Records from a data collection:
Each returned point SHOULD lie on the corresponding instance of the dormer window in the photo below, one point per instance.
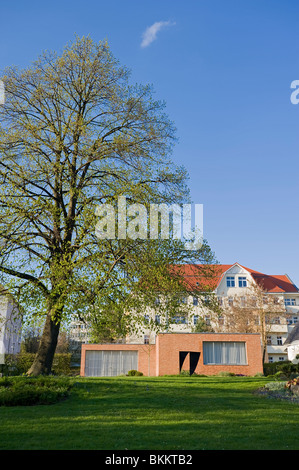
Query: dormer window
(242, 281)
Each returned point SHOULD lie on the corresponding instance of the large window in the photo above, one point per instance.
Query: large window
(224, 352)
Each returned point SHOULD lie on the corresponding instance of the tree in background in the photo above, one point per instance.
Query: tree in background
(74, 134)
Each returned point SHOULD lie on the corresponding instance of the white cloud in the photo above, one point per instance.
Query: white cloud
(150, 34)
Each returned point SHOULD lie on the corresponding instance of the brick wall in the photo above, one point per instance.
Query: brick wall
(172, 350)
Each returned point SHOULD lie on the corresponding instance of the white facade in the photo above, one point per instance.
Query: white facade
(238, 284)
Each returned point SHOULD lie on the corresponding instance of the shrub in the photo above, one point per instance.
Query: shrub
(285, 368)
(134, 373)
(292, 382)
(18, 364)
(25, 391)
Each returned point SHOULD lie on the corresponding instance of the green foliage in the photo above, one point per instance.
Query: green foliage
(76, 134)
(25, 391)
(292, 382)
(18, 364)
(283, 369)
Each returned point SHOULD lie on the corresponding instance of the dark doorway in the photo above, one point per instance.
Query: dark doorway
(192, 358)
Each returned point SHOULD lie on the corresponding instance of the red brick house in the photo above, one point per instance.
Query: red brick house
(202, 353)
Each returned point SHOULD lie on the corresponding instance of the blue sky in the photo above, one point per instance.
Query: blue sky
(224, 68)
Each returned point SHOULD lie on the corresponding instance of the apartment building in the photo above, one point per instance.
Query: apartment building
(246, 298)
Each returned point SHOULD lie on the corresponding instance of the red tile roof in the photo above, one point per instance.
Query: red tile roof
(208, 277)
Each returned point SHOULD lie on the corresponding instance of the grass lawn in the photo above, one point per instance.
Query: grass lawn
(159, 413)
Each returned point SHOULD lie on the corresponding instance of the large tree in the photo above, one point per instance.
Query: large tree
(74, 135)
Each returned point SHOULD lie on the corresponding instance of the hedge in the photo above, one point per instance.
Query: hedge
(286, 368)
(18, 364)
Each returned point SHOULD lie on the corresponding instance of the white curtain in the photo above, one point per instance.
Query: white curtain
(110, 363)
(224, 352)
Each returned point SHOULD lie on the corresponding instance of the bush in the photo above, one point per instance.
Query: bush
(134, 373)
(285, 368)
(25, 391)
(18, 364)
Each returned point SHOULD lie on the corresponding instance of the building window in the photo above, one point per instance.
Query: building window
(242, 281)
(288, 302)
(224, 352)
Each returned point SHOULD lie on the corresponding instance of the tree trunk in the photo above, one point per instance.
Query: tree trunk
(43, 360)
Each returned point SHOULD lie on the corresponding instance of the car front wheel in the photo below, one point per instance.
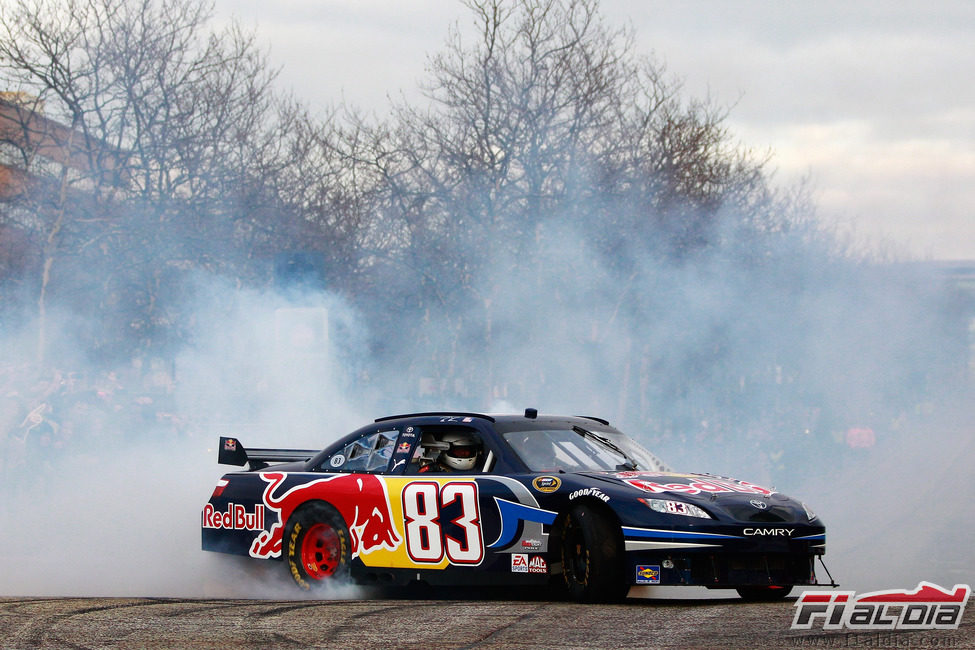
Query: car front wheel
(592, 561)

WHAT THE TASK REQUIRES:
Retype only the lines above between the line with "the white curtain" and the line with "of the building", counting those two lines as well, and keep every character as it is.

RESULT FOR THIS EXERCISE:
Each returned point SHOULD lie on the corresponding instance of the white curtain in the photo above, one point per instance.
Query: white curtain
(110, 363)
(224, 352)
Each returned point SHOULD lie on the corresponding instance of the bush in the photo above, one point per instance.
Query: bush
(134, 373)
(285, 368)
(25, 391)
(18, 364)
Each returned point SHOULD lie on the corresponding instance of the building window in the photo above, one point per instance.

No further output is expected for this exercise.